**Job**:
Locate each line in the data below that contains the word "roadside", treating uppercase and lowercase as different, and copy out every such line.

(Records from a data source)
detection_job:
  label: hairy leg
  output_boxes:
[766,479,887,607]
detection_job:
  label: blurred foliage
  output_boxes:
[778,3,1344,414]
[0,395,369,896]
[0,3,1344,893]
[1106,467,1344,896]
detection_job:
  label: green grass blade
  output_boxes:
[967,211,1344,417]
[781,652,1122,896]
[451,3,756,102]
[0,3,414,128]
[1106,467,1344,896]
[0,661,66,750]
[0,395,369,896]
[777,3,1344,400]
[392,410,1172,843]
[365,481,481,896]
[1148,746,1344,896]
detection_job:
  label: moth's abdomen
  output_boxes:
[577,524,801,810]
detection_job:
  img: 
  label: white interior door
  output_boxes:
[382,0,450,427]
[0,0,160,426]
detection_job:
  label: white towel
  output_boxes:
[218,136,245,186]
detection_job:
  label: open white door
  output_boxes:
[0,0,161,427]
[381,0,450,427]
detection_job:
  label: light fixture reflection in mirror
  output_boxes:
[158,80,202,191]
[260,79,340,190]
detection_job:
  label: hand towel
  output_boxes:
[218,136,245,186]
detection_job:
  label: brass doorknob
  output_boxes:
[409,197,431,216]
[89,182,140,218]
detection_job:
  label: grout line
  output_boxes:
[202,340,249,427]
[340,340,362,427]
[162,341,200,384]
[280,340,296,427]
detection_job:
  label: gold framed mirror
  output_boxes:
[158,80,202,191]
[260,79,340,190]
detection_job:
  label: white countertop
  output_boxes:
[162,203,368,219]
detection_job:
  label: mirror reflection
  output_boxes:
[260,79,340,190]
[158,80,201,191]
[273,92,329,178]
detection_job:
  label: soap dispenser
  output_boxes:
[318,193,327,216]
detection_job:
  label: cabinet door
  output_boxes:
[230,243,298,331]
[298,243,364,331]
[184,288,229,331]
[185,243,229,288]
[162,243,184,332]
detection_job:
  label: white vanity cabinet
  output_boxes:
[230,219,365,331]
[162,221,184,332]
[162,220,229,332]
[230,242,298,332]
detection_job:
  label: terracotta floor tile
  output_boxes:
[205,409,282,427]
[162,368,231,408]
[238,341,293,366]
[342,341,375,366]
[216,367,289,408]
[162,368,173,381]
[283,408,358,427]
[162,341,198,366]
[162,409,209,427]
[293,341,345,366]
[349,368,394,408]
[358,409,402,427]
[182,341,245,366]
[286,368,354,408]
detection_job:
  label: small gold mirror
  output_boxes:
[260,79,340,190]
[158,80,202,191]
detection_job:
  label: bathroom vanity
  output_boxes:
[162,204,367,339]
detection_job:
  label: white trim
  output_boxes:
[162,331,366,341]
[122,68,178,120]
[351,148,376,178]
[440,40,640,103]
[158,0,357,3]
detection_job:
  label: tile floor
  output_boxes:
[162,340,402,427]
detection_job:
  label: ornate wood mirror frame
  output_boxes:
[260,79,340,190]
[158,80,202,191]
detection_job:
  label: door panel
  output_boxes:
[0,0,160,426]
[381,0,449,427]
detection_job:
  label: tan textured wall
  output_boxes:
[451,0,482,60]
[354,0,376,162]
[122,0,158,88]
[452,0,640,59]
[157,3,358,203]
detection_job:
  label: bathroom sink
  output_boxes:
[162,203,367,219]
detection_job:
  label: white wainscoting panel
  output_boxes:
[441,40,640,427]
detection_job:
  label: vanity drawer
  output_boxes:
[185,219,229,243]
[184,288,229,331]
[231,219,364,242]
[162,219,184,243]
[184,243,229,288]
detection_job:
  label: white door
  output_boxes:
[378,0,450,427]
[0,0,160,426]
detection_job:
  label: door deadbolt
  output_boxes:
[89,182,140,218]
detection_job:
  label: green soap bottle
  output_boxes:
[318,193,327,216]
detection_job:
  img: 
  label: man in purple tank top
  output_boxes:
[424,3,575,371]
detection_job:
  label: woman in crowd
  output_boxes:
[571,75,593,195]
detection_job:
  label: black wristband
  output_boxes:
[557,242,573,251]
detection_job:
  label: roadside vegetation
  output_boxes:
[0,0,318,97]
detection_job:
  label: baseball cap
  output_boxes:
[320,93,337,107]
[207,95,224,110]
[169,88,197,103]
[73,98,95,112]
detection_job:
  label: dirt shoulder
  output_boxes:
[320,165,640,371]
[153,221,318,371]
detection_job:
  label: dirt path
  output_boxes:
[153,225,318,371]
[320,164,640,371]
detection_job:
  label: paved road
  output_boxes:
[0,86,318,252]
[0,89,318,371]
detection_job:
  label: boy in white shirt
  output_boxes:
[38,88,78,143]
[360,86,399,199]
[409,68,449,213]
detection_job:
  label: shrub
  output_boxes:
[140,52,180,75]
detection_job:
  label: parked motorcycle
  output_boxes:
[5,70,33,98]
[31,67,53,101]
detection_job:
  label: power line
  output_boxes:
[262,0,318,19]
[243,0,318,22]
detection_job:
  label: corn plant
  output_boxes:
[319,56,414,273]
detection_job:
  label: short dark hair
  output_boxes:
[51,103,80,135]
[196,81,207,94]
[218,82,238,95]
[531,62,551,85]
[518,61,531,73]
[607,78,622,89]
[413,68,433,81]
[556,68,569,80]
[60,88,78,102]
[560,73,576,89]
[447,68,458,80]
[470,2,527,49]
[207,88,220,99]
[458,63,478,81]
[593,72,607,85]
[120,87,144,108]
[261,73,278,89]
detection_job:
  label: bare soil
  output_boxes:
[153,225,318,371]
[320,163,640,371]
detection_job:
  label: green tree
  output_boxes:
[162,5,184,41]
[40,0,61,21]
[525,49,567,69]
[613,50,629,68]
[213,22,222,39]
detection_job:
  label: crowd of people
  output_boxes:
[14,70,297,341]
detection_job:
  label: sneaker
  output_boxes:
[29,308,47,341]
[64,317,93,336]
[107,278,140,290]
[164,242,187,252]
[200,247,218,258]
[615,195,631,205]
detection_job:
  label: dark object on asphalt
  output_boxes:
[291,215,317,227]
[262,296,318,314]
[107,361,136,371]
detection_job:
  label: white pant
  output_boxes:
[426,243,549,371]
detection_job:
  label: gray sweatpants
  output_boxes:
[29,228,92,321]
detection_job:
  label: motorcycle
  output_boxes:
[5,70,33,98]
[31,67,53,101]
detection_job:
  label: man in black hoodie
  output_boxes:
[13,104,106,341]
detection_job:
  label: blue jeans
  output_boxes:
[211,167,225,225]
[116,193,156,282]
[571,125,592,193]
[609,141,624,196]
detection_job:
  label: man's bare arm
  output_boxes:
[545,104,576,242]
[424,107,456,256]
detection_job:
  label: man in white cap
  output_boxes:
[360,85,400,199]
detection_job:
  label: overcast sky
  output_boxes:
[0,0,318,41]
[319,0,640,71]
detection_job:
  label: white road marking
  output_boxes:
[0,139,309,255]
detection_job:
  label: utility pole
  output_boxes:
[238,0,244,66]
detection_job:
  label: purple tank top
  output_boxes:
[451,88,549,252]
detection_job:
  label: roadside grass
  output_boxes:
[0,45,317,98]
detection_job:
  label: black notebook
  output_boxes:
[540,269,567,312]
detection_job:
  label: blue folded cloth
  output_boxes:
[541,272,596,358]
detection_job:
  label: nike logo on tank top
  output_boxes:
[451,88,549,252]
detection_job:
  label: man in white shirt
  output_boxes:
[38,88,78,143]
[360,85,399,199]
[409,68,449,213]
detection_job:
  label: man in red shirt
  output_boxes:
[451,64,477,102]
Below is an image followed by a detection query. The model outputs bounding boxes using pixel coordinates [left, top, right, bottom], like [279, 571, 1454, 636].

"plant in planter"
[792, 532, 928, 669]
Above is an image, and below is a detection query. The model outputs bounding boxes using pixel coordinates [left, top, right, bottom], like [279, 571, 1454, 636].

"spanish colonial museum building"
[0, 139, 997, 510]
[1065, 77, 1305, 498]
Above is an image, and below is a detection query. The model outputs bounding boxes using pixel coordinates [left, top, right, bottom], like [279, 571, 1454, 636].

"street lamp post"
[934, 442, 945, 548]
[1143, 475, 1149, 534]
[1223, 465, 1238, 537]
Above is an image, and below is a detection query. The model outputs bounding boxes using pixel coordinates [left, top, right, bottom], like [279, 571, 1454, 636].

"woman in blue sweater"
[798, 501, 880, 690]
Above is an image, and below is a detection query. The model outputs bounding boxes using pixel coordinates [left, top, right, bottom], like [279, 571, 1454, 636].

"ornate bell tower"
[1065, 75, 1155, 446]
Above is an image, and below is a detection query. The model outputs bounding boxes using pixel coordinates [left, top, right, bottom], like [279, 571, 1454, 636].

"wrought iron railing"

**Solution**:
  label: roadside vegetation
  label: roadside grass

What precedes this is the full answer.